Each entry should be quoted word for word, including every mark of punctuation.

++++++++

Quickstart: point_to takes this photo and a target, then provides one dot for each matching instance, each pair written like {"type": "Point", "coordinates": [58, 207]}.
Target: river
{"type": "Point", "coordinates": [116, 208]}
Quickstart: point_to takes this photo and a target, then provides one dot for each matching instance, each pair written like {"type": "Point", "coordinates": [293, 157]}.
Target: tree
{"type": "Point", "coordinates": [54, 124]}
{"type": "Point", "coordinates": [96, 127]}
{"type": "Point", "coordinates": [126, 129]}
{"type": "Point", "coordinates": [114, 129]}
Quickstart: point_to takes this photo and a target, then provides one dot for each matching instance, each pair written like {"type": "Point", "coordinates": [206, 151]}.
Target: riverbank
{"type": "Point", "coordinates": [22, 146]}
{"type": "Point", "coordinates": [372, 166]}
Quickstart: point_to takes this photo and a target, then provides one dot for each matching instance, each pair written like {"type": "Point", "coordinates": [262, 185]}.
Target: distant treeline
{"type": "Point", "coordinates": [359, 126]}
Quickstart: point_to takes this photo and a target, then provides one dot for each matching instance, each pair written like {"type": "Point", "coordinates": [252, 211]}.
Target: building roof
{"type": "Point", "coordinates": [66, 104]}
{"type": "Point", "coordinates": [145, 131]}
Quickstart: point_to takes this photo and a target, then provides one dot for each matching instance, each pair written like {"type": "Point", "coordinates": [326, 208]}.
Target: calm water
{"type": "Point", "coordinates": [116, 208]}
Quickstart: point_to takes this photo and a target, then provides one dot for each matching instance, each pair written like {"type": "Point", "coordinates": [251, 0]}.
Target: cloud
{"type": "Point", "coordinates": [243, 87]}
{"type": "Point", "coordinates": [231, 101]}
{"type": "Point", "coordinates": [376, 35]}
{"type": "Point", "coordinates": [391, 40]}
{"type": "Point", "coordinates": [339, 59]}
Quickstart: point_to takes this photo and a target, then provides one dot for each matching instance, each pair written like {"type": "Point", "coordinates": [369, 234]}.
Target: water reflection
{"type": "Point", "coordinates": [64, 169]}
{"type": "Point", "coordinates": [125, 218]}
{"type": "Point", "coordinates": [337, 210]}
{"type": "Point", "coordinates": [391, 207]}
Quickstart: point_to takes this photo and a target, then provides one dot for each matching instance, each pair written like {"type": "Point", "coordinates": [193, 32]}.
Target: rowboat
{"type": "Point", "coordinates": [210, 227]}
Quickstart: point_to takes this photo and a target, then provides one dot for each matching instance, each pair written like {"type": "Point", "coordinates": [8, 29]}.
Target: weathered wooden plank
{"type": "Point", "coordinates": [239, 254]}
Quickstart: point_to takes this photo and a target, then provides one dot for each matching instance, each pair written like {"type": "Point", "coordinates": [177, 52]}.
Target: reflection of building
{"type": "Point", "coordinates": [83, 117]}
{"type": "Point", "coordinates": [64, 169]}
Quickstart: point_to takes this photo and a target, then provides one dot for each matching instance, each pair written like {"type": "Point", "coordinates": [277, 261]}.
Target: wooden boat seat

++++++++

> _The answer_:
Quickstart: point_to takes this photo and a target, then provides one dot for each matching instance, each pair written like {"type": "Point", "coordinates": [58, 207]}.
Target: river
{"type": "Point", "coordinates": [116, 208]}
Quickstart: point_to takes this photo and a target, then provides one dot for each matching instance, each pair written like {"type": "Point", "coordinates": [293, 157]}.
Target: tree
{"type": "Point", "coordinates": [54, 124]}
{"type": "Point", "coordinates": [96, 127]}
{"type": "Point", "coordinates": [126, 129]}
{"type": "Point", "coordinates": [114, 129]}
Quickstart: point_to takes this photo and a target, then provides one dot for each matching instance, each pair written like {"type": "Point", "coordinates": [206, 151]}.
Target: riverbank
{"type": "Point", "coordinates": [22, 146]}
{"type": "Point", "coordinates": [372, 166]}
Quickstart: point_to takes this photo and a target, then provides one dot for each matching instance, each pair written like {"type": "Point", "coordinates": [262, 185]}.
Target: distant treeline
{"type": "Point", "coordinates": [359, 126]}
Quickstart: point_to takes this photo and a target, then provides one dot for each matching instance, each pair written like {"type": "Point", "coordinates": [252, 211]}.
Target: building roof
{"type": "Point", "coordinates": [66, 104]}
{"type": "Point", "coordinates": [145, 131]}
Quickstart: point_to takes this photo and a target, then provides one dot for each matching instance, each pair written like {"type": "Point", "coordinates": [326, 208]}.
Target: calm water
{"type": "Point", "coordinates": [116, 208]}
Quickstart: point_to takes this photo and a target, then provides one dot for each matching instance, each pair written like {"type": "Point", "coordinates": [251, 0]}.
Target: cloud
{"type": "Point", "coordinates": [243, 87]}
{"type": "Point", "coordinates": [231, 101]}
{"type": "Point", "coordinates": [376, 35]}
{"type": "Point", "coordinates": [391, 40]}
{"type": "Point", "coordinates": [339, 59]}
Quickstart: point_to takes this photo and a target, then provides one dot for each matching instance, each pair written like {"type": "Point", "coordinates": [369, 234]}.
Target: water reflection
{"type": "Point", "coordinates": [64, 169]}
{"type": "Point", "coordinates": [125, 218]}
{"type": "Point", "coordinates": [337, 210]}
{"type": "Point", "coordinates": [391, 207]}
Quickstart: point_to takes this photo and a target, then provides one dot for each matching instance, each pair written like {"type": "Point", "coordinates": [193, 32]}.
Target: rowboat
{"type": "Point", "coordinates": [210, 227]}
Quickstart: point_to takes this photo and a target, then provides one dot for each matching instance, each pair written like {"type": "Point", "coordinates": [8, 29]}.
Target: weathered wooden plank
{"type": "Point", "coordinates": [239, 254]}
Quickstart: point_to takes this photo and a target, then provides one dot for each matching instance, each pair written like {"type": "Point", "coordinates": [177, 52]}.
Target: reflection of building
{"type": "Point", "coordinates": [83, 117]}
{"type": "Point", "coordinates": [64, 169]}
Quickstart: point_to takes this photo and a target, then provides one dot for each matching instance, each pair written like {"type": "Point", "coordinates": [277, 261]}.
Target: wooden boat seat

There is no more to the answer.